_GIVEN TASK_
Extract every line of the data below that contains the word "bench", matching case exactly.

_INPUT FOR THIS TASK_
++++++++++

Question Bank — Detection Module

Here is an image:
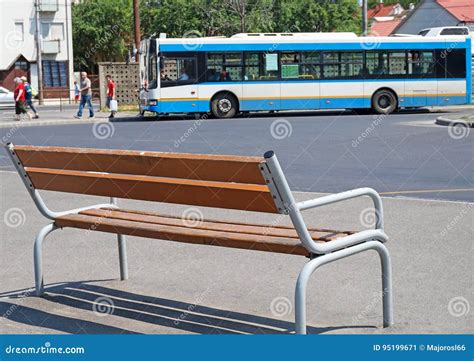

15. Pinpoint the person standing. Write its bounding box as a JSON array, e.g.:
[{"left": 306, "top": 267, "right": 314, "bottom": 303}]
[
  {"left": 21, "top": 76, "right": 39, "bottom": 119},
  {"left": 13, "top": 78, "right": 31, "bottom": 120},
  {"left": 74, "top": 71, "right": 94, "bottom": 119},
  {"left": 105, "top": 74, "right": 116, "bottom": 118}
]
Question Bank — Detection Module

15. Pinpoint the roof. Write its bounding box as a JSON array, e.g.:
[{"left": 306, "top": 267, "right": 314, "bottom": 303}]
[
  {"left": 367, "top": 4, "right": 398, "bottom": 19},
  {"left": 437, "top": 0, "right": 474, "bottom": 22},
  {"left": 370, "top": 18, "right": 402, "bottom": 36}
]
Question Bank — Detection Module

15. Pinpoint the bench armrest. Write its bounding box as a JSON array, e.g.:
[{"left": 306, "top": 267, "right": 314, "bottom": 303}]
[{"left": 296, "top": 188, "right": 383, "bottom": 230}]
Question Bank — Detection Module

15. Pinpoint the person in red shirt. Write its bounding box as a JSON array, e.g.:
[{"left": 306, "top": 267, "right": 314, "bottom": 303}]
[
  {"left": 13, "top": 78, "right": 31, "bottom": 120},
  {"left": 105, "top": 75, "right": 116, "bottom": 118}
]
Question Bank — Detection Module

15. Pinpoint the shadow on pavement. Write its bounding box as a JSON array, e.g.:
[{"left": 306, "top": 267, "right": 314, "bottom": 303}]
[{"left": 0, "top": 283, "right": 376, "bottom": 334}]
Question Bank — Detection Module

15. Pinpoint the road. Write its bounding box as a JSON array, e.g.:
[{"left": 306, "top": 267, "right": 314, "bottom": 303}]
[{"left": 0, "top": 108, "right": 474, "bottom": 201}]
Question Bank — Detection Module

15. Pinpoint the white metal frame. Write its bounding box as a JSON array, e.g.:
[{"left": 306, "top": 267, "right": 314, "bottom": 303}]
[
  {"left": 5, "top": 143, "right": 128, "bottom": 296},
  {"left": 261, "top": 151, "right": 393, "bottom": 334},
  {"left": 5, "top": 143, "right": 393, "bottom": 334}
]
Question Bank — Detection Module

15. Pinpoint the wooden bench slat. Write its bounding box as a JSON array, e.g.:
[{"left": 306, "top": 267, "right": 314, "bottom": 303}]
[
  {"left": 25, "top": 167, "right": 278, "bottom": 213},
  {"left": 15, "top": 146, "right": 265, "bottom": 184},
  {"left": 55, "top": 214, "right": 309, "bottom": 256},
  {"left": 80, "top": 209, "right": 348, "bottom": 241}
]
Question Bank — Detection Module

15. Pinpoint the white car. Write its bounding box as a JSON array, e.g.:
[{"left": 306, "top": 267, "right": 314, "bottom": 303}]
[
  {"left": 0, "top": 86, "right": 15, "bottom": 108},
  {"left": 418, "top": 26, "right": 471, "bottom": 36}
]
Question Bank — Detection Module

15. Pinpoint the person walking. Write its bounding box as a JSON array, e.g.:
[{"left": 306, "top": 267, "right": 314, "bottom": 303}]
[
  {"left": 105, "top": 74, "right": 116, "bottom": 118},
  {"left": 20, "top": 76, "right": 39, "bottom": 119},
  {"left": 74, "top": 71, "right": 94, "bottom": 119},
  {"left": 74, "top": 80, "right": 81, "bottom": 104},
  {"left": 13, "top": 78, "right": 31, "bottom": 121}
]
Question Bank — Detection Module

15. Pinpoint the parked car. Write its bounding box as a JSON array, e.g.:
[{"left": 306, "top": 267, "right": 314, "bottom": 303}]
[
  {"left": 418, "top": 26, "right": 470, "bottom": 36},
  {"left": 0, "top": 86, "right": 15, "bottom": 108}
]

++++++++++

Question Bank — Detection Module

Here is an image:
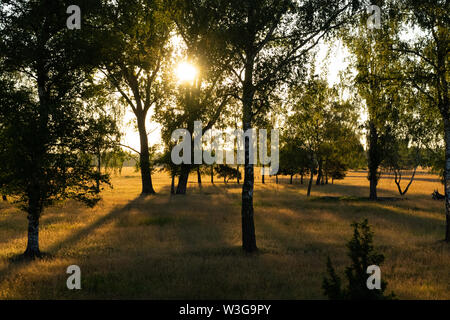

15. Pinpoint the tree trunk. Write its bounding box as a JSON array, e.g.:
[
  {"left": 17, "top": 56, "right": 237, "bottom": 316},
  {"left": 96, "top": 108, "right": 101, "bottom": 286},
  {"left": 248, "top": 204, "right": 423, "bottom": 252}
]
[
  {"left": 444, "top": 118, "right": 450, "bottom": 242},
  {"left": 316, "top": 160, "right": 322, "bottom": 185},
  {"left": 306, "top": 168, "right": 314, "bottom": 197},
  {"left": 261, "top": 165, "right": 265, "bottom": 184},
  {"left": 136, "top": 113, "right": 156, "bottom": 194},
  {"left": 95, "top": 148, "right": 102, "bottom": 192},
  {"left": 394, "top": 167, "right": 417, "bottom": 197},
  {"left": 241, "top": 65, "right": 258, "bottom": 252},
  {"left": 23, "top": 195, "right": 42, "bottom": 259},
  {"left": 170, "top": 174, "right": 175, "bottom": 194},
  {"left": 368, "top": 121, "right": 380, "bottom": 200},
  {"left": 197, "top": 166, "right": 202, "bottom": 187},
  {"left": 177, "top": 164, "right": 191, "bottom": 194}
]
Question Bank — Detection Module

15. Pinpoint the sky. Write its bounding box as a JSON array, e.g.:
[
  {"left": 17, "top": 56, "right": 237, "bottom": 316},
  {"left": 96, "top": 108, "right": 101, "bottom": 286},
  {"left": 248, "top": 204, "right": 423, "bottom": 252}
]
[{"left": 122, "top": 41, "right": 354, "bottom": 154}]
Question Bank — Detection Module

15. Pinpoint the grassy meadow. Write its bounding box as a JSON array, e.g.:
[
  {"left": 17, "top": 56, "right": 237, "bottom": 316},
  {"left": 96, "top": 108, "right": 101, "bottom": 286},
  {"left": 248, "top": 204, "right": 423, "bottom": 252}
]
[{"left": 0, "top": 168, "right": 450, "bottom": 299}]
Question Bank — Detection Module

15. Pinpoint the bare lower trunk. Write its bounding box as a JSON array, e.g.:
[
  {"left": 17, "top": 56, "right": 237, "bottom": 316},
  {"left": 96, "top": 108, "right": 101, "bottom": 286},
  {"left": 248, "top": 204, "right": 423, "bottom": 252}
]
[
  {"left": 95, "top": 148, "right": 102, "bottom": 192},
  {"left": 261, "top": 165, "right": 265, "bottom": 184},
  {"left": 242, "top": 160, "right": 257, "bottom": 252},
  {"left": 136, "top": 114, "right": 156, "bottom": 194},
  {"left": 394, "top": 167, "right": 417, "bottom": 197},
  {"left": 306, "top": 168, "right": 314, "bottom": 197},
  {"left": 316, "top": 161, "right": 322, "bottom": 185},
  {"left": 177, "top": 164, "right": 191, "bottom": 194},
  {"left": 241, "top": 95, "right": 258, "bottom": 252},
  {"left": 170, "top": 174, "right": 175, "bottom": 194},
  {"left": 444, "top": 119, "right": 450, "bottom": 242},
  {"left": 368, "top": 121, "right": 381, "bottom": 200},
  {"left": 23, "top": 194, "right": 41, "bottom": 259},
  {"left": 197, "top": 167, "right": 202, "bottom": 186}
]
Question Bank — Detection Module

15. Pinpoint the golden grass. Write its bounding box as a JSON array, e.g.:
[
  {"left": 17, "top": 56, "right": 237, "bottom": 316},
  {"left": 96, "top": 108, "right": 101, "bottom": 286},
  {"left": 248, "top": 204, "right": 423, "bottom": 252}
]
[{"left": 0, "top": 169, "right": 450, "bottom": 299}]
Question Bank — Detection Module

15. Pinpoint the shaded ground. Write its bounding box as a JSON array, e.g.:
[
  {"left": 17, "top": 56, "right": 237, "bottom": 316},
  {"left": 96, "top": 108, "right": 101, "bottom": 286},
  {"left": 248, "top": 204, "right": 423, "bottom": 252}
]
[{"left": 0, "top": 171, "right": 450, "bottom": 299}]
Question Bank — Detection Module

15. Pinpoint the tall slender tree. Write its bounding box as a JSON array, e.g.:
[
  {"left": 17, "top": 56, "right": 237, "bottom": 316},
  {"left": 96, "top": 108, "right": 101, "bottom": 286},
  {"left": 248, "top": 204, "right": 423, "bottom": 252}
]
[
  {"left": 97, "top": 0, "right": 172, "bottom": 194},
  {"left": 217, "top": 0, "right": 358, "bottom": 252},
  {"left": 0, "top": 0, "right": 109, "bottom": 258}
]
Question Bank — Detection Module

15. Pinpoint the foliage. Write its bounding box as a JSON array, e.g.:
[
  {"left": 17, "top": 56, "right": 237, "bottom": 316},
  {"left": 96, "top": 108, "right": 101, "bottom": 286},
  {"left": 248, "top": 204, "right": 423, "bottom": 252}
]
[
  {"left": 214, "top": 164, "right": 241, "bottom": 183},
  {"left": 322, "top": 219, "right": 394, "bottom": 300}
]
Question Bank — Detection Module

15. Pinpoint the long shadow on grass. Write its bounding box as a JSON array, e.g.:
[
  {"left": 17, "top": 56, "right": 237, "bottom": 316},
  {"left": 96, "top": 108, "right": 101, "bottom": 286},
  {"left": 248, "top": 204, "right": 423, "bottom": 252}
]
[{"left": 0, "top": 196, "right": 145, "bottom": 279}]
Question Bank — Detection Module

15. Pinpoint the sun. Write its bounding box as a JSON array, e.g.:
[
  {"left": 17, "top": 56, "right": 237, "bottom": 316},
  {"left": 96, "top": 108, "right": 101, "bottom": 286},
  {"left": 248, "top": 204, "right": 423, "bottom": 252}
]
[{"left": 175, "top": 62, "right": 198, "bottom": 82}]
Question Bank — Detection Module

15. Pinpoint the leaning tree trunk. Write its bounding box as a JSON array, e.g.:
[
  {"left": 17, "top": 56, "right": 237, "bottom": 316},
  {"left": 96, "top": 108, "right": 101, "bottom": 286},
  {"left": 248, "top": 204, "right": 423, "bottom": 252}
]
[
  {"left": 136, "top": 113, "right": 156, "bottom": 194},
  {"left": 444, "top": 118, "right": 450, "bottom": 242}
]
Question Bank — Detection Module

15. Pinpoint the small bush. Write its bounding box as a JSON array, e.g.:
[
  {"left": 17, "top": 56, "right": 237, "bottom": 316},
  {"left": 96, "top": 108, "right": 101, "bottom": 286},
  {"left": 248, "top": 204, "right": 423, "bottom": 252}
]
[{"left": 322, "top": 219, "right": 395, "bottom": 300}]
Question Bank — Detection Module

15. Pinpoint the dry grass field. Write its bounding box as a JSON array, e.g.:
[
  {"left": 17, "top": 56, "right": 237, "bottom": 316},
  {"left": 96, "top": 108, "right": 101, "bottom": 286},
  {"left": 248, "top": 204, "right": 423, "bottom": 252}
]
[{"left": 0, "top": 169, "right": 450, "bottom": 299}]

++++++++++

_OUTPUT FOR THIS EXERCISE_
15. Pinpoint the bench armrest. Write its bounding box as a JSON array, e.g.:
15. Pinpoint the wooden bench slat. Write its bounding box as a JSON array, e.g.:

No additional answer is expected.